Records contained in a dataset:
**********

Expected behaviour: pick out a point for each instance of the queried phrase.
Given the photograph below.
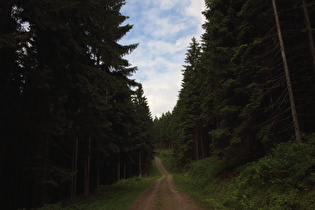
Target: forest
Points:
(72, 119)
(242, 132)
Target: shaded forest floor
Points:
(283, 179)
(120, 195)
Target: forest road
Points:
(164, 195)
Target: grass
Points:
(120, 195)
(283, 179)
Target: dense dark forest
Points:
(248, 85)
(71, 118)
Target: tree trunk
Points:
(75, 165)
(140, 164)
(118, 171)
(309, 32)
(87, 169)
(287, 74)
(98, 175)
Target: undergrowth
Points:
(283, 179)
(120, 195)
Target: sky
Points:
(163, 29)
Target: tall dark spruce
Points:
(67, 113)
(240, 94)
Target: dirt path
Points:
(164, 195)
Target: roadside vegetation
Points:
(283, 179)
(120, 195)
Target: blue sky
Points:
(163, 29)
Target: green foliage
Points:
(284, 179)
(120, 195)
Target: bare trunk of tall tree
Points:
(87, 169)
(309, 32)
(287, 74)
(98, 175)
(140, 164)
(118, 171)
(75, 164)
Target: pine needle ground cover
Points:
(283, 179)
(120, 195)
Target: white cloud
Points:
(163, 29)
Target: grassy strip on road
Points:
(120, 195)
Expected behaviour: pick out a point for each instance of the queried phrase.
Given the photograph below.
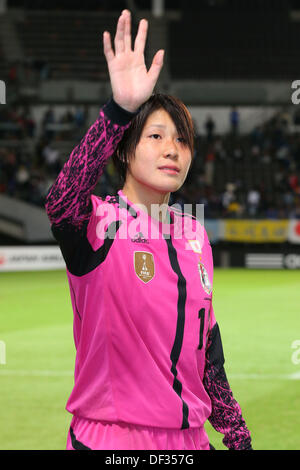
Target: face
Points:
(162, 158)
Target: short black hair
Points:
(178, 113)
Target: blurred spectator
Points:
(228, 197)
(51, 157)
(209, 127)
(253, 200)
(48, 119)
(209, 166)
(234, 119)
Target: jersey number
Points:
(201, 316)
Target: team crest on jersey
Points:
(144, 265)
(204, 278)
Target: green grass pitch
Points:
(259, 316)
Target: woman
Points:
(149, 361)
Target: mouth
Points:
(171, 170)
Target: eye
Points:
(155, 136)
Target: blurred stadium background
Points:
(233, 62)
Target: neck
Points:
(141, 194)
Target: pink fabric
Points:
(111, 436)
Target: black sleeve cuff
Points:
(116, 114)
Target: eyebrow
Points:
(156, 125)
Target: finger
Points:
(119, 37)
(127, 32)
(107, 49)
(140, 40)
(156, 66)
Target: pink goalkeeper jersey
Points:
(148, 348)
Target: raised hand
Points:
(131, 83)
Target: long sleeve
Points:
(68, 201)
(226, 416)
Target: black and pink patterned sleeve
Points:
(68, 201)
(226, 416)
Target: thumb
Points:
(156, 66)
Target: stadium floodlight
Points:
(2, 92)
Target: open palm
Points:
(132, 84)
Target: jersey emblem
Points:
(195, 246)
(144, 265)
(204, 278)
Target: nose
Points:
(170, 150)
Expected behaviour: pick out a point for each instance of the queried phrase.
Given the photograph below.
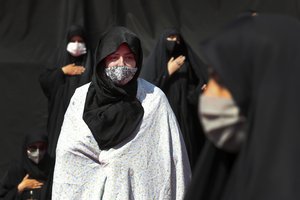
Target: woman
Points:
(256, 66)
(173, 67)
(120, 139)
(70, 68)
(27, 178)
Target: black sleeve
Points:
(9, 184)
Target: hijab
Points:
(58, 87)
(113, 112)
(257, 58)
(182, 88)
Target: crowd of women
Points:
(171, 126)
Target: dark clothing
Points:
(59, 87)
(257, 59)
(113, 112)
(210, 173)
(20, 168)
(181, 88)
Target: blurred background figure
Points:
(70, 68)
(253, 90)
(174, 68)
(27, 177)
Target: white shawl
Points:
(151, 164)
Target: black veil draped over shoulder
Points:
(181, 88)
(59, 87)
(113, 112)
(257, 58)
(19, 168)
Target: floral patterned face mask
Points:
(120, 75)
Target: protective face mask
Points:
(222, 123)
(173, 48)
(120, 75)
(36, 155)
(76, 48)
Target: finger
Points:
(26, 177)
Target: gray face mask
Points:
(120, 75)
(36, 155)
(222, 122)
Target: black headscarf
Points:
(257, 58)
(19, 168)
(181, 88)
(59, 88)
(113, 112)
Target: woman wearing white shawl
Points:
(120, 138)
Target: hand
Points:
(174, 65)
(213, 89)
(29, 184)
(73, 69)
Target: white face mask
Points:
(222, 122)
(76, 48)
(36, 155)
(120, 75)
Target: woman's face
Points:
(121, 57)
(76, 38)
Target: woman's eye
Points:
(129, 57)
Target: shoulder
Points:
(147, 92)
(148, 88)
(81, 90)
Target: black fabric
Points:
(113, 112)
(59, 87)
(23, 166)
(181, 88)
(257, 58)
(211, 173)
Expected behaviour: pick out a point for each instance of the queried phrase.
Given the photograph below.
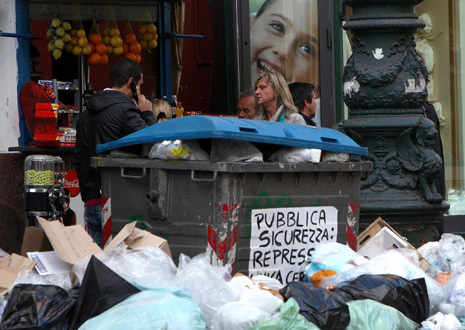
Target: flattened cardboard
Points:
(10, 267)
(71, 243)
(135, 237)
(34, 239)
(375, 227)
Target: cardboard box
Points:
(380, 237)
(135, 237)
(10, 267)
(73, 243)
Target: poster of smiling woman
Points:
(284, 38)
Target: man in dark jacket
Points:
(303, 96)
(113, 113)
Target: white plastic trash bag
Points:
(296, 155)
(178, 150)
(224, 150)
(206, 283)
(148, 266)
(158, 308)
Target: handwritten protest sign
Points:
(282, 239)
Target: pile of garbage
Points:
(134, 284)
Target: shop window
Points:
(291, 38)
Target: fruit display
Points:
(79, 43)
(131, 47)
(59, 36)
(99, 50)
(39, 178)
(112, 40)
(148, 36)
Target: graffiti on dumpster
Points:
(227, 211)
(222, 248)
(282, 239)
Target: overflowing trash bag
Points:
(440, 321)
(287, 319)
(147, 266)
(370, 314)
(101, 289)
(152, 309)
(178, 150)
(206, 284)
(296, 155)
(328, 309)
(224, 150)
(37, 307)
(255, 304)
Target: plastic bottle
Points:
(179, 110)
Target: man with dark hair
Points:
(303, 96)
(246, 107)
(113, 113)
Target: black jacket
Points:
(110, 116)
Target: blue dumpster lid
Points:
(206, 127)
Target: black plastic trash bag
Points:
(101, 289)
(33, 306)
(327, 309)
(409, 297)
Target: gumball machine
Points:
(44, 192)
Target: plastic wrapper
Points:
(37, 307)
(238, 315)
(178, 150)
(207, 284)
(296, 155)
(392, 262)
(148, 266)
(63, 280)
(101, 289)
(328, 309)
(329, 259)
(370, 314)
(224, 150)
(3, 301)
(154, 308)
(455, 292)
(451, 253)
(288, 318)
(329, 156)
(440, 321)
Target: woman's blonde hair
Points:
(160, 105)
(280, 88)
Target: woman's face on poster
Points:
(284, 38)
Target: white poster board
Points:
(282, 239)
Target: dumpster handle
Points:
(194, 178)
(127, 176)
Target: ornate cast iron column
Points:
(385, 89)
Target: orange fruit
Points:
(132, 57)
(130, 38)
(95, 38)
(104, 59)
(101, 49)
(94, 58)
(135, 48)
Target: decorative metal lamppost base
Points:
(385, 90)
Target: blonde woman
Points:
(274, 99)
(161, 109)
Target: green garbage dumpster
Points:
(261, 218)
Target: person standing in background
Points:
(274, 99)
(112, 113)
(303, 95)
(284, 38)
(246, 107)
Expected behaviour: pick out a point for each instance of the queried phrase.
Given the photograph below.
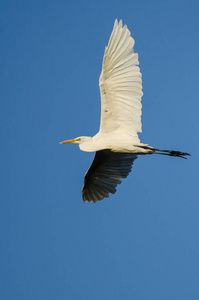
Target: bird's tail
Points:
(171, 153)
(165, 152)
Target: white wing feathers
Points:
(120, 84)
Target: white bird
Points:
(117, 144)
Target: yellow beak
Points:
(70, 141)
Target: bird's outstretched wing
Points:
(120, 84)
(105, 173)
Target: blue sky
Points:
(143, 242)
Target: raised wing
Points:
(105, 173)
(120, 84)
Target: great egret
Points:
(116, 144)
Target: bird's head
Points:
(78, 140)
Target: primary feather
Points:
(120, 84)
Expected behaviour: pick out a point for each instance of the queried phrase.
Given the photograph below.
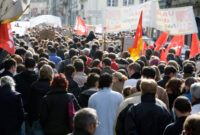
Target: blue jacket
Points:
(12, 112)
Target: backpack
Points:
(120, 125)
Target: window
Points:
(112, 3)
(128, 2)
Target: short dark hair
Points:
(169, 69)
(189, 81)
(29, 63)
(182, 104)
(188, 68)
(92, 79)
(105, 80)
(69, 70)
(106, 61)
(149, 72)
(9, 63)
(79, 65)
(95, 70)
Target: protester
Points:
(12, 111)
(92, 84)
(134, 73)
(105, 102)
(85, 122)
(182, 108)
(195, 94)
(9, 68)
(147, 117)
(191, 125)
(58, 108)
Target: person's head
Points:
(188, 82)
(106, 62)
(46, 72)
(7, 81)
(93, 80)
(95, 70)
(148, 72)
(174, 64)
(69, 70)
(10, 65)
(86, 120)
(191, 125)
(118, 77)
(105, 81)
(79, 65)
(173, 86)
(59, 81)
(133, 68)
(170, 71)
(188, 68)
(195, 92)
(127, 91)
(182, 106)
(148, 86)
(29, 64)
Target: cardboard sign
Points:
(47, 34)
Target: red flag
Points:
(163, 56)
(81, 28)
(194, 46)
(177, 43)
(144, 47)
(6, 38)
(161, 41)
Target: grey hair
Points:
(86, 51)
(195, 90)
(84, 118)
(7, 80)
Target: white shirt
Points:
(106, 103)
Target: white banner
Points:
(49, 19)
(175, 21)
(126, 18)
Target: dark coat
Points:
(12, 112)
(84, 97)
(38, 90)
(107, 70)
(80, 133)
(147, 117)
(54, 112)
(24, 81)
(164, 81)
(73, 87)
(175, 128)
(6, 73)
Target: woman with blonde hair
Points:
(38, 90)
(118, 81)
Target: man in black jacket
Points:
(169, 72)
(147, 117)
(182, 108)
(85, 122)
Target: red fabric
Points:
(138, 35)
(194, 46)
(144, 47)
(163, 56)
(6, 38)
(114, 65)
(81, 27)
(161, 41)
(89, 60)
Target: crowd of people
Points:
(72, 86)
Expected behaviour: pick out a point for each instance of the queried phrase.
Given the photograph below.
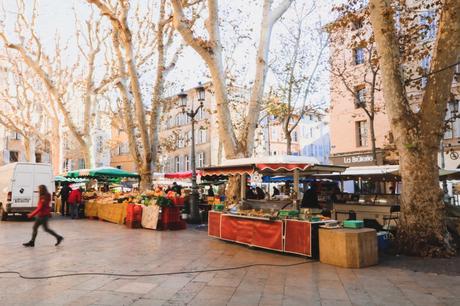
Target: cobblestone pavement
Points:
(104, 247)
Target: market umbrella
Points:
(102, 172)
(60, 178)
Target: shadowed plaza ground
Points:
(95, 246)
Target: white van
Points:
(19, 187)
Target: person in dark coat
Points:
(43, 212)
(74, 201)
(260, 193)
(64, 193)
(310, 198)
(176, 188)
(250, 194)
(276, 192)
(210, 191)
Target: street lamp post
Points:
(194, 211)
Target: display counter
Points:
(288, 235)
(363, 211)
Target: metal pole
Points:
(443, 166)
(194, 211)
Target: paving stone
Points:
(136, 287)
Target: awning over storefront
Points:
(107, 172)
(381, 173)
(273, 165)
(181, 175)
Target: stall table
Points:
(289, 236)
(363, 211)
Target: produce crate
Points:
(288, 213)
(133, 224)
(218, 207)
(353, 223)
(178, 201)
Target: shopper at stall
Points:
(64, 194)
(260, 193)
(310, 198)
(74, 202)
(176, 188)
(43, 212)
(210, 191)
(276, 192)
(250, 194)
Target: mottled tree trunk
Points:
(422, 228)
(373, 140)
(55, 144)
(233, 189)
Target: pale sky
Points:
(57, 16)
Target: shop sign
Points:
(358, 159)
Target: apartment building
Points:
(13, 150)
(176, 131)
(351, 83)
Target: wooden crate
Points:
(348, 248)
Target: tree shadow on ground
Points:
(447, 266)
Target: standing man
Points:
(74, 202)
(64, 193)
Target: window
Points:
(428, 25)
(99, 144)
(361, 133)
(14, 156)
(81, 163)
(199, 115)
(202, 136)
(201, 160)
(187, 162)
(177, 120)
(425, 65)
(358, 54)
(360, 98)
(274, 134)
(177, 163)
(15, 136)
(124, 148)
(358, 24)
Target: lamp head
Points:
(182, 99)
(200, 92)
(455, 106)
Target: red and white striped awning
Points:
(270, 165)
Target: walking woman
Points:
(43, 212)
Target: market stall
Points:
(269, 223)
(375, 192)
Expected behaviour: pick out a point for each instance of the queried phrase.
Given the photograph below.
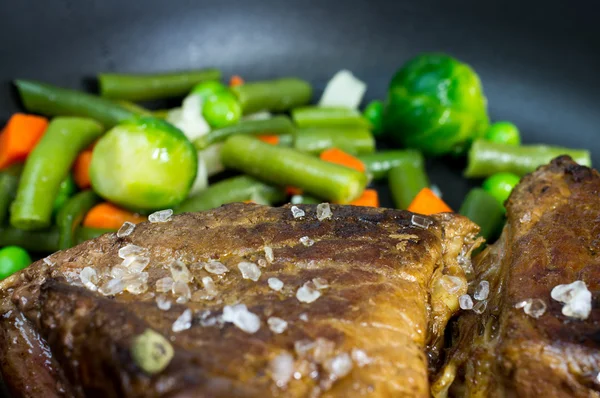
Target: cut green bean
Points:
(55, 101)
(314, 140)
(47, 166)
(316, 116)
(405, 182)
(274, 126)
(487, 158)
(71, 215)
(153, 86)
(484, 210)
(288, 167)
(273, 95)
(235, 189)
(379, 164)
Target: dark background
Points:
(539, 60)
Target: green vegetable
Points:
(146, 164)
(72, 214)
(315, 140)
(235, 189)
(149, 87)
(47, 166)
(500, 185)
(374, 114)
(503, 133)
(286, 166)
(315, 116)
(13, 259)
(209, 88)
(66, 189)
(277, 125)
(55, 101)
(487, 158)
(274, 95)
(405, 182)
(221, 110)
(379, 164)
(436, 104)
(151, 352)
(484, 210)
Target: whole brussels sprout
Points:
(436, 104)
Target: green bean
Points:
(379, 164)
(155, 86)
(286, 166)
(315, 140)
(405, 182)
(275, 126)
(484, 210)
(487, 158)
(235, 189)
(71, 215)
(46, 167)
(273, 95)
(316, 116)
(55, 101)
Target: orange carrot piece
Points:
(426, 202)
(340, 157)
(19, 137)
(269, 139)
(106, 215)
(369, 198)
(236, 81)
(81, 169)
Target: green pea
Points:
(374, 114)
(222, 110)
(13, 259)
(500, 185)
(503, 133)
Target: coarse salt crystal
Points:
(242, 318)
(275, 284)
(269, 256)
(466, 302)
(182, 323)
(308, 293)
(249, 270)
(282, 368)
(126, 229)
(297, 212)
(420, 221)
(216, 267)
(163, 303)
(89, 278)
(161, 216)
(323, 211)
(277, 325)
(306, 241)
(482, 291)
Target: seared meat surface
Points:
(364, 302)
(552, 238)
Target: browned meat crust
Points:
(379, 266)
(552, 237)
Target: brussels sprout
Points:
(436, 104)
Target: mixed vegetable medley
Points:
(78, 165)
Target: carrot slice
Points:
(236, 81)
(19, 137)
(106, 215)
(340, 157)
(426, 202)
(81, 169)
(369, 198)
(269, 139)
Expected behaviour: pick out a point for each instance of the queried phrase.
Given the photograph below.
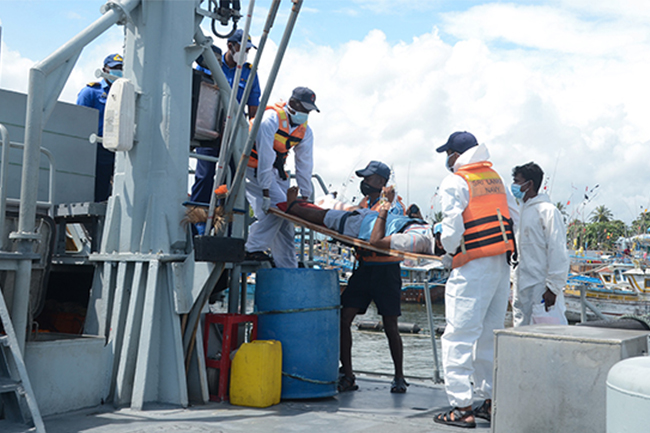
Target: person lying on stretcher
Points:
(381, 229)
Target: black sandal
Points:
(398, 386)
(457, 421)
(484, 411)
(346, 383)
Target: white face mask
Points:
(450, 167)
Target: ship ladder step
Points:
(18, 407)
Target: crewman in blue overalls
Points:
(94, 96)
(204, 173)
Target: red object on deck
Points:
(230, 324)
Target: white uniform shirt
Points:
(417, 238)
(541, 240)
(303, 153)
(454, 193)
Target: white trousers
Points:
(269, 231)
(476, 299)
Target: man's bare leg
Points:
(316, 216)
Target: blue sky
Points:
(558, 82)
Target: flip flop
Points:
(398, 386)
(445, 418)
(484, 411)
(346, 383)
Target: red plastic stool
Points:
(230, 324)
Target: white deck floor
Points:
(370, 409)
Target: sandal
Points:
(346, 383)
(484, 411)
(457, 421)
(398, 386)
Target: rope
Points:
(296, 310)
(304, 379)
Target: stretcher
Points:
(350, 240)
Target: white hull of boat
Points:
(613, 308)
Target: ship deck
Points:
(370, 409)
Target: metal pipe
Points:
(583, 300)
(243, 161)
(427, 299)
(3, 182)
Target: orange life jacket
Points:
(488, 228)
(371, 256)
(283, 140)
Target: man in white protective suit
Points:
(478, 237)
(543, 266)
(284, 127)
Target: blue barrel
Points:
(300, 308)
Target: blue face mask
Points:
(298, 118)
(516, 191)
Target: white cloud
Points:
(542, 84)
(566, 92)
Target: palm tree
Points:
(562, 208)
(601, 215)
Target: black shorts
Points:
(379, 283)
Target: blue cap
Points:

**********

▶ **Task instructions**
Please reproduce exactly and only the lines from the first line of the records through the line containing "Target: dense dark forest", both included, omitting any pictures.

▶ **Your solution**
Expected behaviour: pick out a point for each instance of the queried phrase.
Given the photograph below.
Target: forest
Points:
(72, 119)
(242, 132)
Target: shaded forest floor
Points:
(283, 179)
(120, 195)
Target: forest road
Points:
(164, 195)
Target: grass
Points:
(120, 195)
(283, 179)
Target: dense dark forest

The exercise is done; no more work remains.